• **Extrait du texte**
----------------
Voici l’incroyable histoire de ces bonapartistes qui ont fui la France pour fonder un État au Texas – Édition du soir Ouest-France

mardi 22 octobre 2024

Histoires franco-américaines oubliées

Correspondance, Nicolas MONTARD.

Après la chute de Napoléon, certains de ses partisans souhaitent s’installer au Texas pour fonder un État. D’où, dit une des nombreuses rumeurs, ils auraient pu partir livrer Napoléon à Sainte-Hélène. Deuxième épisode de notre série sur des histoires méconnues entre la France et les Etats-Unis.

1815. Napoléon est vaincu à Waterloo. Cette fois, c’est la fin pour l’Empereur revenu de l’île d’Elbe quelques mois plus tôt. Direction Sainte-Hélène où il arrive le 15 octobre en exil forcé.

Certains de ses partisans quittent l’Europe pour les États-Unis, notamment Philadelphie. Parmi eux, Joseph Bonaparte, le frère aîné de Napoléon, le maréchal Grouchy, le général Clauzel… Outre-Atlantique, ils sont plutôt bien accueillis et rapidement, un groupe de Français obtient l’exploitation de terres en Alabama, vaste terre vierge, pour créer le Société Coloniale de la Vigne et de l’Olivier. Aux anciens bonapartistes s’ajoutent des réfugiés français de Saint-Domingue.
----------------
• **Listing**
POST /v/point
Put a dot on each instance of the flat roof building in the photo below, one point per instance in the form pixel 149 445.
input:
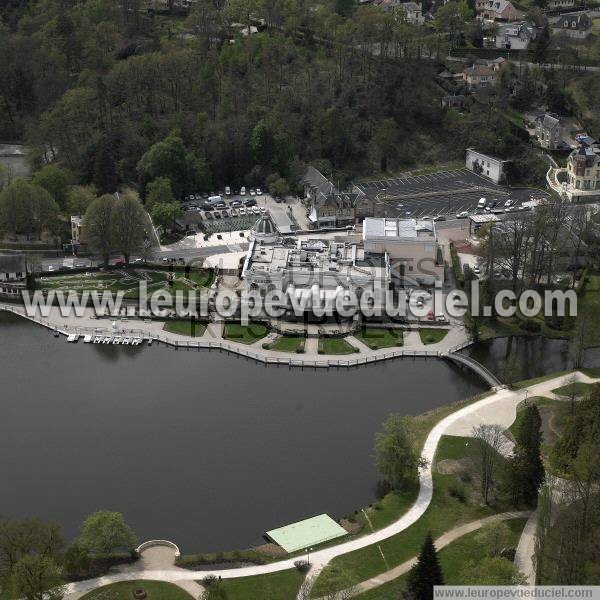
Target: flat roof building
pixel 411 245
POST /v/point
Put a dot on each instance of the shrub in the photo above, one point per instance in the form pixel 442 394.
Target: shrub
pixel 555 321
pixel 530 325
pixel 302 565
pixel 209 580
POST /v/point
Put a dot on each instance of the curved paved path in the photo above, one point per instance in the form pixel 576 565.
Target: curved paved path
pixel 498 408
pixel 441 542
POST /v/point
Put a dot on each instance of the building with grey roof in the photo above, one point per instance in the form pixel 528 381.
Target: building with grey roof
pixel 547 130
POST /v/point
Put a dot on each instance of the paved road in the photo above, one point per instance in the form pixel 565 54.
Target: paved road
pixel 498 408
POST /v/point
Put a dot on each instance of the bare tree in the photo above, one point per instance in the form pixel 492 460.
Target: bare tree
pixel 491 442
pixel 128 226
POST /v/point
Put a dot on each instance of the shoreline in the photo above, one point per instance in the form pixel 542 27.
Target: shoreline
pixel 148 332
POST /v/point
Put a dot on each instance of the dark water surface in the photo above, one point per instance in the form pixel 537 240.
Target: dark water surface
pixel 203 448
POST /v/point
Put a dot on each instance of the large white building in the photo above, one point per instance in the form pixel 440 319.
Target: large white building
pixel 311 271
pixel 411 247
pixel 583 172
pixel 489 166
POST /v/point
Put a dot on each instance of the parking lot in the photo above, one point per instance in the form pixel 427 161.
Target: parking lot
pixel 442 194
pixel 234 214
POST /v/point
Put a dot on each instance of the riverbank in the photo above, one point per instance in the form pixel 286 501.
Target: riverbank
pixel 214 337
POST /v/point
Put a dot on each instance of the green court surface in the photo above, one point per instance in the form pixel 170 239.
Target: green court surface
pixel 307 533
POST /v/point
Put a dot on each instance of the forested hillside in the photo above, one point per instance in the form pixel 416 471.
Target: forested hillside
pixel 95 83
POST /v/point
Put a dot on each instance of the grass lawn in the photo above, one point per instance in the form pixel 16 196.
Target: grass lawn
pixel 446 511
pixel 376 338
pixel 335 346
pixel 432 336
pixel 244 334
pixel 185 328
pixel 589 304
pixel 452 560
pixel 577 388
pixel 288 343
pixel 535 380
pixel 540 402
pixel 282 585
pixel 155 590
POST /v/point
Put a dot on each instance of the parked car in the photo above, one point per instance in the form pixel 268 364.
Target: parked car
pixel 422 294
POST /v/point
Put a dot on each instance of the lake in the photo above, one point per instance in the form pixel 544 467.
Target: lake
pixel 206 449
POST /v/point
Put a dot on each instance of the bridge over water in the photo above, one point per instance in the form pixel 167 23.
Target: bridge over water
pixel 470 363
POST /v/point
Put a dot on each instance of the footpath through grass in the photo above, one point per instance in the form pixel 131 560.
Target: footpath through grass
pixel 155 590
pixel 245 334
pixel 456 500
pixel 335 346
pixel 283 585
pixel 452 560
pixel 287 343
pixel 376 338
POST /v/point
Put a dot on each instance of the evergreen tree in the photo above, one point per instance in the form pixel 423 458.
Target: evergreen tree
pixel 426 573
pixel 526 469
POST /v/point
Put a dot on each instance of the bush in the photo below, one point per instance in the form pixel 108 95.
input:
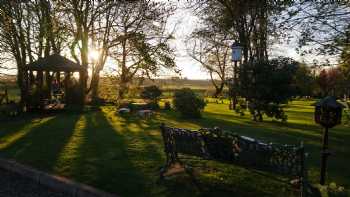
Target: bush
pixel 167 106
pixel 188 103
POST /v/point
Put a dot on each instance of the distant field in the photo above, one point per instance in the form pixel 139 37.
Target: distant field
pixel 123 155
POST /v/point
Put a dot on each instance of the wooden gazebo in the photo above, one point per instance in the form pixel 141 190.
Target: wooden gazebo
pixel 40 77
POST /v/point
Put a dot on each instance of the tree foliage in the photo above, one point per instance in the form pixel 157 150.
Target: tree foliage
pixel 267 84
pixel 152 93
pixel 188 103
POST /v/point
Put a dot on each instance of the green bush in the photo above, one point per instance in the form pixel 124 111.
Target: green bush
pixel 167 106
pixel 188 103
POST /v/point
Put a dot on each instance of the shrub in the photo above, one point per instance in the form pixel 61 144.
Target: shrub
pixel 188 103
pixel 167 106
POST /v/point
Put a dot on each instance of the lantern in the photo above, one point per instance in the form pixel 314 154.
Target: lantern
pixel 328 112
pixel 236 52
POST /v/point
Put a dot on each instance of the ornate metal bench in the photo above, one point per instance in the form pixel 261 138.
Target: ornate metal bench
pixel 215 144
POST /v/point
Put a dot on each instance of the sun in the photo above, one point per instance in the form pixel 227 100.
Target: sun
pixel 94 54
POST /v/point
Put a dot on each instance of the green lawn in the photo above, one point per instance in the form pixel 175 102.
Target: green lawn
pixel 123 154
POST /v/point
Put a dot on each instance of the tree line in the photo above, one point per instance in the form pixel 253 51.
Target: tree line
----------------
• **Consigne écrite A**
Extrayez du listing toutes les lignes qui contiennent le mot « flat », en tenant compte de la casse.
• **Consigne écrite B**
Rédigez la suite de l'article sur les bonapartistes exilés aux États-Unis, en reprenant après sa dernière phrase.

• **Réponse écrite A**
Put a dot on each instance of the flat roof building in the photo below, one point per instance in the form pixel 149 445.
Target: flat roof building

• **Réponse écrite B**
François Antoine Lallemand, général d’Empire, devient président de cette association… mais a d’autres ambitions : il convainc plusieurs dizaines d’anciens militaires de vendre leurs terres pour fonder une autre colonie, sur la rivière Trinity au Texas, non loin de la ville de Galveston et Houston actuelle.

La couverture d’un livre écrit sur l’histoire du Champ d’Asile, peu après son abandon. (Crédit : Mme Hartman et Millard, membres du champ d’asile.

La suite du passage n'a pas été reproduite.